**Supplied data**.
******************************

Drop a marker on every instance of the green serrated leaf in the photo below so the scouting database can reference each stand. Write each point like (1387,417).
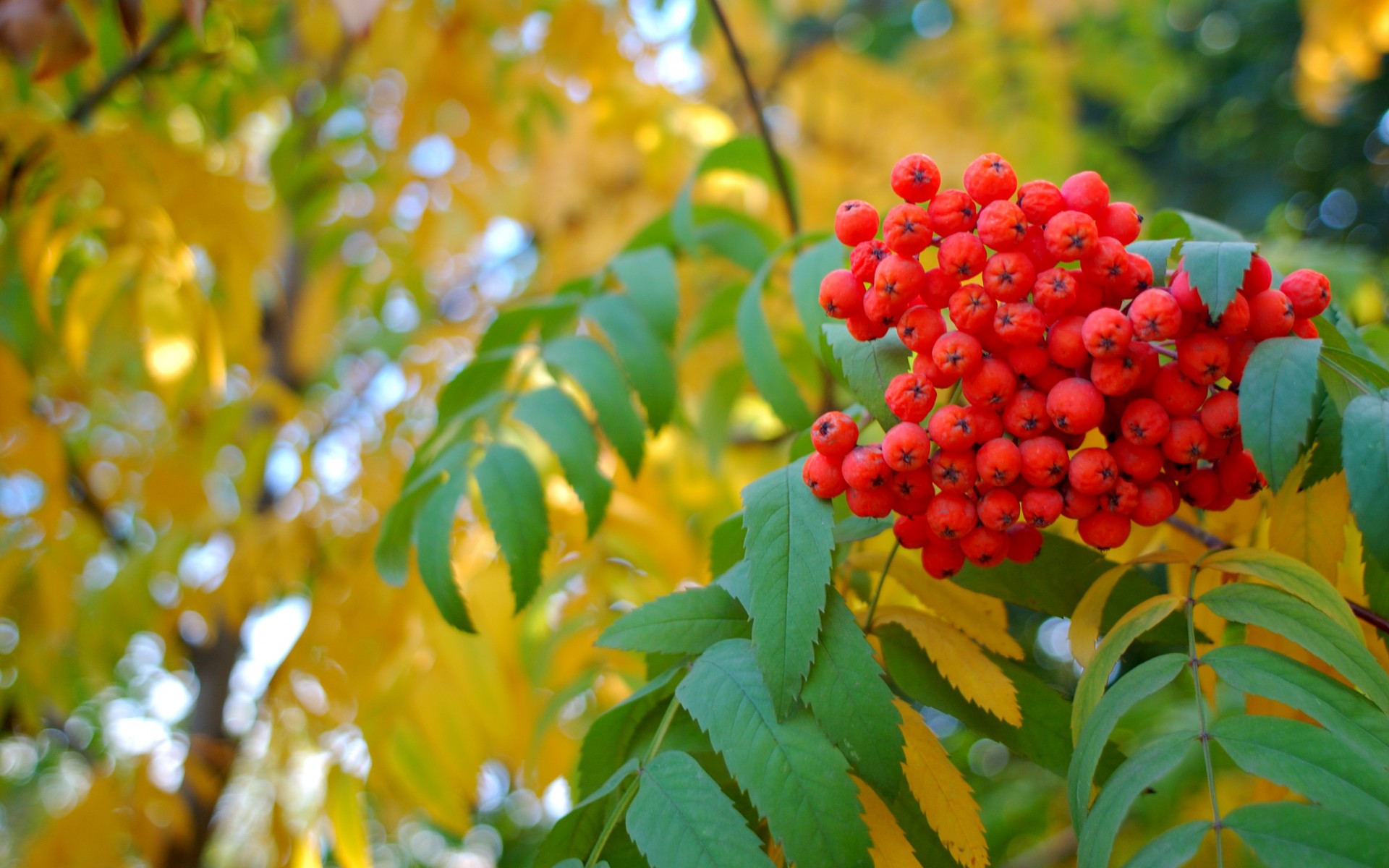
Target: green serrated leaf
(1366,456)
(868,365)
(684,623)
(1137,685)
(1292,618)
(514,502)
(590,365)
(558,421)
(1174,848)
(649,277)
(1309,760)
(1275,403)
(1124,786)
(1215,271)
(649,367)
(1292,835)
(789,543)
(851,702)
(789,768)
(1158,253)
(681,820)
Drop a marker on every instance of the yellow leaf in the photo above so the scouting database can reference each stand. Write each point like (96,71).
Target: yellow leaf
(940,789)
(1089,611)
(980,617)
(345,812)
(961,663)
(891,848)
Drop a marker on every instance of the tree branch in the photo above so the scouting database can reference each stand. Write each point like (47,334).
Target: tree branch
(756,104)
(81,110)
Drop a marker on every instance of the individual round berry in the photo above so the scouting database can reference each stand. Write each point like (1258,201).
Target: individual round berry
(1270,315)
(952,211)
(866,469)
(906,448)
(1105,531)
(1106,333)
(1220,416)
(990,385)
(952,428)
(1121,223)
(910,398)
(907,229)
(1008,277)
(1185,442)
(833,435)
(1070,235)
(1257,277)
(952,516)
(920,327)
(870,503)
(990,178)
(841,295)
(957,353)
(1024,543)
(856,221)
(1045,461)
(823,475)
(1203,357)
(961,256)
(1309,292)
(1076,406)
(1041,507)
(865,260)
(1094,471)
(1087,192)
(1002,226)
(942,557)
(916,178)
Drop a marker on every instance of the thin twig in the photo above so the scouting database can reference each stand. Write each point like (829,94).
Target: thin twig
(82,109)
(756,104)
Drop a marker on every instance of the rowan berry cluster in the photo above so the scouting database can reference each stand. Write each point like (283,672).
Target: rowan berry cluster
(1069,383)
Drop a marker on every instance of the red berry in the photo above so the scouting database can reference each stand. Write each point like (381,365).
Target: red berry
(916,178)
(833,435)
(856,221)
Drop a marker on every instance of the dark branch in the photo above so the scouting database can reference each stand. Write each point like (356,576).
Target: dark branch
(81,111)
(756,104)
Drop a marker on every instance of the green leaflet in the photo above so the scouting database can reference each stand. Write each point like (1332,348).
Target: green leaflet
(868,367)
(434,545)
(851,702)
(1142,618)
(1124,786)
(1346,714)
(649,277)
(1156,253)
(789,768)
(682,623)
(649,367)
(1137,685)
(1292,835)
(1366,456)
(1292,618)
(560,422)
(514,502)
(1215,270)
(1309,760)
(1174,848)
(789,540)
(593,370)
(1275,403)
(681,820)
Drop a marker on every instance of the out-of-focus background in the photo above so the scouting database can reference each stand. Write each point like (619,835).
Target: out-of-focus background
(243,244)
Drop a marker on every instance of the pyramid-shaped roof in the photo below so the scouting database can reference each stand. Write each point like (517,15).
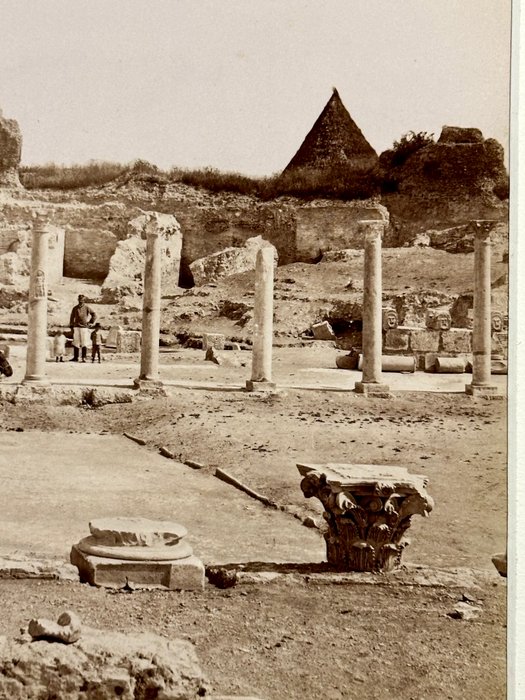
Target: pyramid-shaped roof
(334,139)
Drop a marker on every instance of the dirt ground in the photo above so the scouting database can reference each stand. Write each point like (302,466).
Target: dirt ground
(297,638)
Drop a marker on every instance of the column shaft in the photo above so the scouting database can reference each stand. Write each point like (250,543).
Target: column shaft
(481,331)
(37,306)
(149,354)
(263,317)
(372,306)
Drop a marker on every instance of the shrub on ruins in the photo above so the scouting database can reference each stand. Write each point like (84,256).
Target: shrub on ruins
(391,161)
(95,173)
(214,180)
(341,181)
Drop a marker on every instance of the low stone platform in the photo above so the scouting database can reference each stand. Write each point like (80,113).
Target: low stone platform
(138,553)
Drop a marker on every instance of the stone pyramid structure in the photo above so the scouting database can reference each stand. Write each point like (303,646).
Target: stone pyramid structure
(334,140)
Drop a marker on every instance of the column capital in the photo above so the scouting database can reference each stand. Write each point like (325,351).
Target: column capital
(39,219)
(372,228)
(368,509)
(482,228)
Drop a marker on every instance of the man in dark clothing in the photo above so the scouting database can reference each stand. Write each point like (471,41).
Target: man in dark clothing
(81,318)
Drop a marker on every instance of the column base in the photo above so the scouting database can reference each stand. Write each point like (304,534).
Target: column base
(149,386)
(36,380)
(264,385)
(381,391)
(37,392)
(483,391)
(180,574)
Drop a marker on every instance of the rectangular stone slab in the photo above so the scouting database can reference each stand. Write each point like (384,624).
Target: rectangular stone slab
(180,574)
(356,476)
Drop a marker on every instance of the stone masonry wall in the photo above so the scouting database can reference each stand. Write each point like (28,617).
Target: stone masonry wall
(208,230)
(15,243)
(88,252)
(321,229)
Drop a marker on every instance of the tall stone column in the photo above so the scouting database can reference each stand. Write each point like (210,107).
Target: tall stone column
(149,353)
(263,323)
(481,327)
(37,305)
(372,311)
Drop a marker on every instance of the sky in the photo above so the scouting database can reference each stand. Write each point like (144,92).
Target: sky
(237,84)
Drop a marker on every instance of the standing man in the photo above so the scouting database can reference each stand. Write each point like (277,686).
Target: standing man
(81,317)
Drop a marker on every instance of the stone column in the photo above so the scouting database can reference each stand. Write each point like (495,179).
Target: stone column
(149,353)
(482,323)
(37,306)
(372,311)
(263,323)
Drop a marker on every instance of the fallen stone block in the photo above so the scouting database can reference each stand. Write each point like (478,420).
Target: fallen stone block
(67,629)
(500,562)
(111,340)
(396,339)
(128,341)
(450,365)
(323,331)
(219,358)
(465,611)
(227,262)
(422,340)
(394,363)
(498,366)
(347,361)
(500,343)
(213,340)
(438,320)
(102,664)
(456,340)
(390,319)
(126,267)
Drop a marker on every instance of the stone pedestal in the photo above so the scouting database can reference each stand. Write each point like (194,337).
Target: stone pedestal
(482,323)
(371,383)
(149,353)
(139,553)
(261,379)
(368,509)
(37,306)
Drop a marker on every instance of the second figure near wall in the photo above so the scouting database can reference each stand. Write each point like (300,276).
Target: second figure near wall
(82,316)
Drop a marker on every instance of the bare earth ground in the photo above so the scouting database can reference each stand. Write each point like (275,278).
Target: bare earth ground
(298,638)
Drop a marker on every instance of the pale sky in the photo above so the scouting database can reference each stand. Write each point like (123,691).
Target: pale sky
(237,84)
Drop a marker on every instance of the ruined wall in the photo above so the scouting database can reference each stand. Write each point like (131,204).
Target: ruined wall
(88,252)
(320,229)
(207,230)
(411,215)
(8,238)
(10,152)
(15,254)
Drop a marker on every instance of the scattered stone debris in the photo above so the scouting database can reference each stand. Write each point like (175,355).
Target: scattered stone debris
(109,664)
(465,611)
(66,629)
(224,476)
(500,562)
(139,441)
(323,331)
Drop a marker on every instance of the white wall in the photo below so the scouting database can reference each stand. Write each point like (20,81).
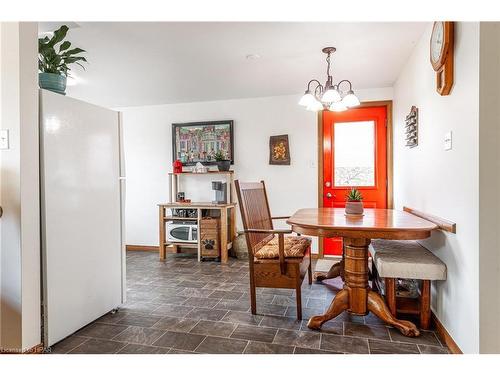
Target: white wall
(489,187)
(19,191)
(148,154)
(445,183)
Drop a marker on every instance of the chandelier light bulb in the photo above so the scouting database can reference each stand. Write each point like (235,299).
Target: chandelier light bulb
(307,99)
(330,95)
(350,100)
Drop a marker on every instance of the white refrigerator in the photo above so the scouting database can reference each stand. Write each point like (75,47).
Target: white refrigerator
(82,207)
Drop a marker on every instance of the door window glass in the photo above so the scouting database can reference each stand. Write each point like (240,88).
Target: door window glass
(354,153)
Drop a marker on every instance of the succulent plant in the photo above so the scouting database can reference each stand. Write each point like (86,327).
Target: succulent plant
(354,195)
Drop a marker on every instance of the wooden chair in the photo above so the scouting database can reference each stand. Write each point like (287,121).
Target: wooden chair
(274,262)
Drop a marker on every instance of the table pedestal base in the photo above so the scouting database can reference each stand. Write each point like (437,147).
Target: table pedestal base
(357,297)
(336,270)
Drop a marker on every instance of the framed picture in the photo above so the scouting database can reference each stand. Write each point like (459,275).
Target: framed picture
(279,150)
(194,142)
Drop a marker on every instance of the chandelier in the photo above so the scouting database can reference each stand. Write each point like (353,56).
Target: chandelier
(338,97)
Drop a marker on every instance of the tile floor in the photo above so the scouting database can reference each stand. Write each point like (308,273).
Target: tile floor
(182,306)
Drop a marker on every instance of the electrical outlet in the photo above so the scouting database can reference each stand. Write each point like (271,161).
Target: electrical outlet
(4,139)
(448,144)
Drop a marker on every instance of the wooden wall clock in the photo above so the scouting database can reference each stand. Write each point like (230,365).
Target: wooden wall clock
(441,54)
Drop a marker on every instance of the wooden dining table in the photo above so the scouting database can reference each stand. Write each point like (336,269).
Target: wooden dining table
(356,296)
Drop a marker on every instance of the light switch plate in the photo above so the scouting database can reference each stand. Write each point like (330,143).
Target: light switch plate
(4,139)
(448,144)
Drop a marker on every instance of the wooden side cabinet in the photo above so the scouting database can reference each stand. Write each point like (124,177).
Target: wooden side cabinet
(227,226)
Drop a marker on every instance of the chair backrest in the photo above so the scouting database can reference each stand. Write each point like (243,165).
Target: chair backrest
(255,214)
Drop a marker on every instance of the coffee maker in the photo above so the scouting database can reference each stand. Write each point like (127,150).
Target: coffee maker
(220,189)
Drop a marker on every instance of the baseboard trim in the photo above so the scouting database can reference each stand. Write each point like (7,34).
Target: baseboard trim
(141,248)
(445,336)
(37,349)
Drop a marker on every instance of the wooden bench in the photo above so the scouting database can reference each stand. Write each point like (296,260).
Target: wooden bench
(409,260)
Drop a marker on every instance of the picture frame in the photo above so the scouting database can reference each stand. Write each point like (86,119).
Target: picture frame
(279,150)
(194,142)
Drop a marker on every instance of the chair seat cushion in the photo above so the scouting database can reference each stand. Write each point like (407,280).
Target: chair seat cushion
(406,260)
(295,247)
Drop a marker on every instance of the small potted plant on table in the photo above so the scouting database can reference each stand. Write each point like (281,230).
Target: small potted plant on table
(54,64)
(354,203)
(223,164)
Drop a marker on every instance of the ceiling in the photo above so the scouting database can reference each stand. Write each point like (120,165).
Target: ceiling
(139,63)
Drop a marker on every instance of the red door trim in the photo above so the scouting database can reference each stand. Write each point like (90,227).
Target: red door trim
(390,202)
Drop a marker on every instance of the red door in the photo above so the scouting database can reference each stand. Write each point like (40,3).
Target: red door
(354,155)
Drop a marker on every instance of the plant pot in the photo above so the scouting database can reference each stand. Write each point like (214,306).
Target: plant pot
(52,82)
(223,165)
(354,208)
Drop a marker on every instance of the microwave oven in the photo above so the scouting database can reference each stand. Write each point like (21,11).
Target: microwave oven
(182,231)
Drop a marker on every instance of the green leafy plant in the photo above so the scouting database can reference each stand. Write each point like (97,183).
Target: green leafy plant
(220,156)
(58,62)
(354,195)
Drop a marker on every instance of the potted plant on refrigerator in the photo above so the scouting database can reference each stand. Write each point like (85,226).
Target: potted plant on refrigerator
(223,164)
(54,62)
(354,203)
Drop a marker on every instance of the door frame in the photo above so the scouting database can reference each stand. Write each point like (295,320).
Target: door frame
(390,203)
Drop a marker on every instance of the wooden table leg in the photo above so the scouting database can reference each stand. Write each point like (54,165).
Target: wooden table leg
(223,235)
(335,271)
(376,305)
(356,297)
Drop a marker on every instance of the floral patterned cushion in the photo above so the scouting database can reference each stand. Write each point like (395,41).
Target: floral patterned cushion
(295,247)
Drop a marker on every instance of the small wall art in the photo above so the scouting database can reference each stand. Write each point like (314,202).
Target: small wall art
(411,128)
(279,150)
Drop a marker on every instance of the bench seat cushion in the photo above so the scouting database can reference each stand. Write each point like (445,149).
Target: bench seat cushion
(406,260)
(295,247)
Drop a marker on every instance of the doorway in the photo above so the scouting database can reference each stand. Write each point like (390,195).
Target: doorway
(355,151)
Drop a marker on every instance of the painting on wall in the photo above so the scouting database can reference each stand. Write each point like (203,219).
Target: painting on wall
(195,142)
(279,150)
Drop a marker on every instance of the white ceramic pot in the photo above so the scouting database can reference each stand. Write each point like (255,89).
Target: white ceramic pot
(354,208)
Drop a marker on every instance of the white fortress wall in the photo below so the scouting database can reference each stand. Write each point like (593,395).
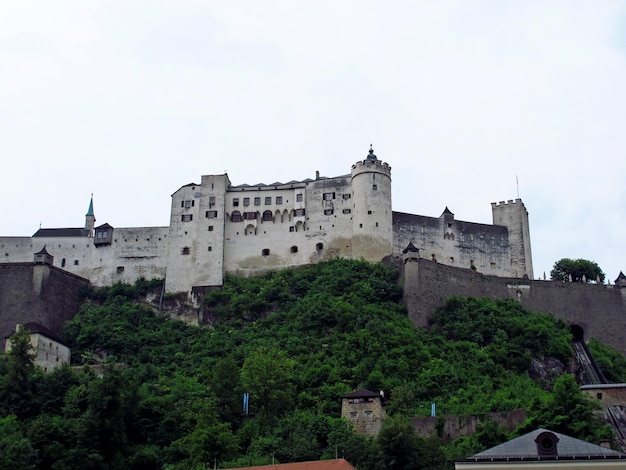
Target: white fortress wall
(217,228)
(134,253)
(455,243)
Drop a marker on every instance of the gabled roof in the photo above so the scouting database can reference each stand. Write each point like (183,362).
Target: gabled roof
(363,393)
(61,232)
(43,251)
(411,248)
(338,464)
(446,211)
(38,328)
(525,448)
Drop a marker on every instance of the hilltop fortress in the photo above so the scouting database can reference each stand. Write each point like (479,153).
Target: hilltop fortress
(217,228)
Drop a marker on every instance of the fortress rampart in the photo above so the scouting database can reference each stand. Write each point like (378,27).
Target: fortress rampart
(40,293)
(600,310)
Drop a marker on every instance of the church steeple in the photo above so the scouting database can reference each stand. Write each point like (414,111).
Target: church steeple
(90,219)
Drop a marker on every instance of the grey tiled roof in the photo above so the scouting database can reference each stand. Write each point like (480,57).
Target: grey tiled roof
(525,448)
(61,232)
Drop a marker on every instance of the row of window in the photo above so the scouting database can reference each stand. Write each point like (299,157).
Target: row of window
(268,200)
(267,216)
(279,199)
(264,252)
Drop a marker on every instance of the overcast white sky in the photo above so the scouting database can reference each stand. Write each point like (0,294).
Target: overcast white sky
(129,100)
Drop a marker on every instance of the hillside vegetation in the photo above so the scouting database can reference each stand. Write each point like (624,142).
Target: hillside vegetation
(169,395)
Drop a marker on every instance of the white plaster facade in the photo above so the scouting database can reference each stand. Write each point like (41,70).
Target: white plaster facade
(217,228)
(50,353)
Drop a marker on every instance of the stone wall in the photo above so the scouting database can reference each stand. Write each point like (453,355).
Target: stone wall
(600,310)
(607,394)
(37,293)
(449,428)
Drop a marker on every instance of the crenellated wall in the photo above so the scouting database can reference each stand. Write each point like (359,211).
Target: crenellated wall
(600,310)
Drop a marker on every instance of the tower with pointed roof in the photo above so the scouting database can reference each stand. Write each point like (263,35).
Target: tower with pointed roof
(372,235)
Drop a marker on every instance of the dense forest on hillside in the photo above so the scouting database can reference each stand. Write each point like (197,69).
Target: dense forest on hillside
(156,393)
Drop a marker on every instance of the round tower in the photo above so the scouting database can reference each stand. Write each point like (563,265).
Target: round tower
(372,233)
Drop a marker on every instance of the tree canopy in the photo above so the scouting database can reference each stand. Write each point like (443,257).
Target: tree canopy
(154,392)
(578,269)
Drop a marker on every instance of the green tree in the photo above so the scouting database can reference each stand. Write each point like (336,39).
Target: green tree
(16,450)
(578,269)
(398,444)
(570,412)
(267,374)
(16,385)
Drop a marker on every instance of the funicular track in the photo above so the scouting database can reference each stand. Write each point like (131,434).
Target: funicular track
(592,375)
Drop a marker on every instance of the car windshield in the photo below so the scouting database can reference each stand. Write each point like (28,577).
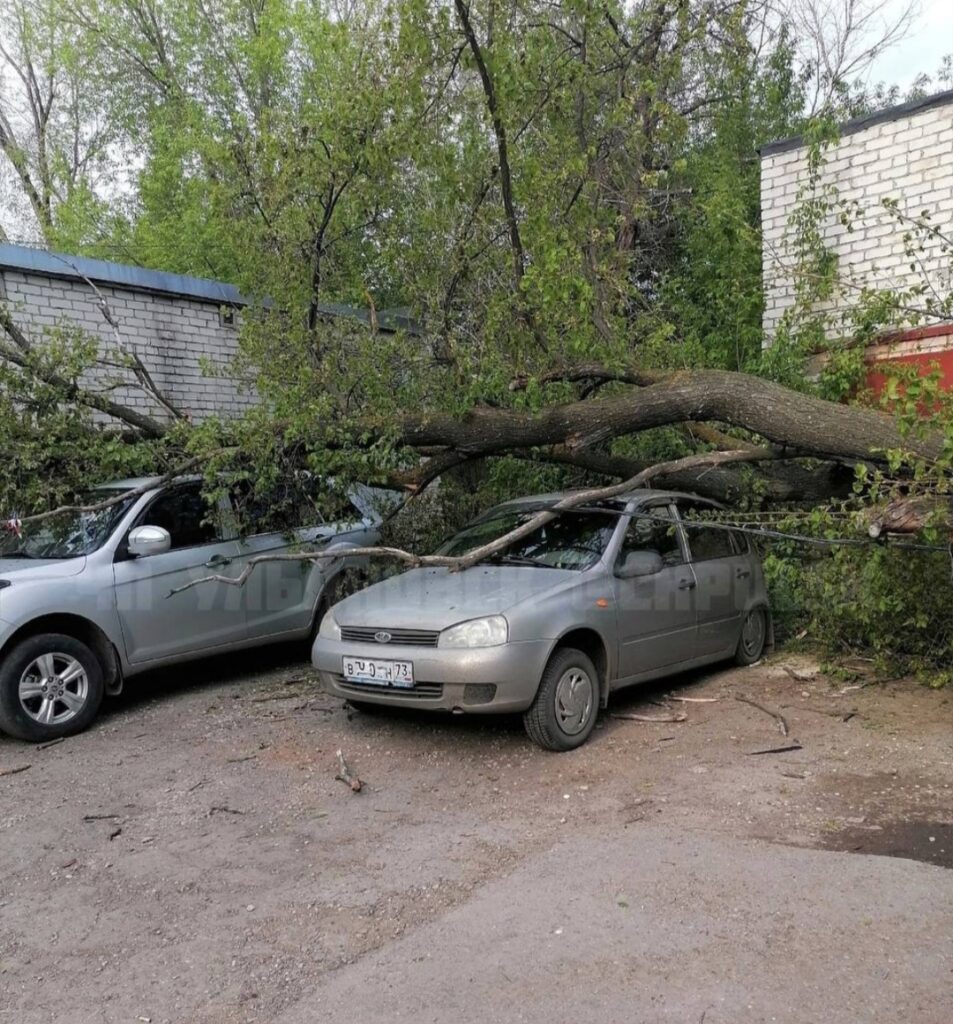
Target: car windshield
(67,535)
(572,541)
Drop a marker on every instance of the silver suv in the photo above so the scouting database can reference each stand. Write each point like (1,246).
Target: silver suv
(85,598)
(596,599)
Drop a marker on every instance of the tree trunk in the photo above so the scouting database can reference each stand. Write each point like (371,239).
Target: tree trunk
(802,424)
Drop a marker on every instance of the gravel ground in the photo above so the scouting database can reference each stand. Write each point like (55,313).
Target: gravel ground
(191,858)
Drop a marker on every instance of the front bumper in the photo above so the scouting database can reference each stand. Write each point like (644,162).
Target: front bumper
(481,680)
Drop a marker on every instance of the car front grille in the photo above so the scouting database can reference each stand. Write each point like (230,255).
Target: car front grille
(374,634)
(421,691)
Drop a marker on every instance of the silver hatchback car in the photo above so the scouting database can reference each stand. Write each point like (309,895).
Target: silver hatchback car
(597,599)
(85,598)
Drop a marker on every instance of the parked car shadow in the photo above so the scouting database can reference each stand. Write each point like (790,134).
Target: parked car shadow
(206,674)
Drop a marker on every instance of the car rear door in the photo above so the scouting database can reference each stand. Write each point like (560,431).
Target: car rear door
(206,617)
(279,597)
(722,572)
(656,613)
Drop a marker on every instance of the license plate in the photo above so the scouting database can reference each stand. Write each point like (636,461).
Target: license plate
(377,673)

******************************

**Stated goal**. Copy nothing outside the span: please output the lines from the one with "Drop a marker on every instance of the car windshield" through the end of the entries above, and skip the pictures.

**Answer to this exercise**.
Drop a marker on every instance of the car windshield in the photo below so the scouting database can reference each stand. Write each point like (28,577).
Target: car windshield
(67,535)
(572,541)
Drop a marker on every instance of the silver suv in the photo above so the scouting database can reference each stand. Write each point like (1,246).
Target: silver suv
(85,598)
(596,599)
Drop a marker on every instance of the tree trunk in the photo above so the scouting database can reference each stand. Write each point like (371,239).
Target: tree trunk
(802,424)
Drop a marker on every instance of the gravel ground in the photo above so the scouting database can reference each stand. Write each point like (55,313).
Target: gravel ground
(191,858)
Drop a marker on every instance of the front bumper in the photo above so the scouting database can reference each stand. Write each point like (644,162).
Target: front bumper
(481,680)
Drop a marker on every instance of the car front grille in the photo above so the scouting database can reference each stand. Write each point like (230,255).
Target: car front grille
(374,634)
(421,691)
Drop a marker on every instance of the silver hatchback car in the photo above so the scouting database can reference each stand. Write each point like (309,895).
Target: silver hatchback car
(597,599)
(85,598)
Drop a marker on every instance of the parked car shadow in the photo above so the scouting database can reference each stand. Write each point like (790,134).
Target: parked car shadow
(206,674)
Drop a marker on every instance of the car rear door in the photo above so the scouting database can reference each stand. Write each point like (560,431).
Target: car rear door
(206,617)
(279,597)
(722,572)
(656,613)
Drop a marker on every instance of the license plate in the photo above so the scouting database can reference each stand. Write each point like (636,461).
Target: license plate
(377,673)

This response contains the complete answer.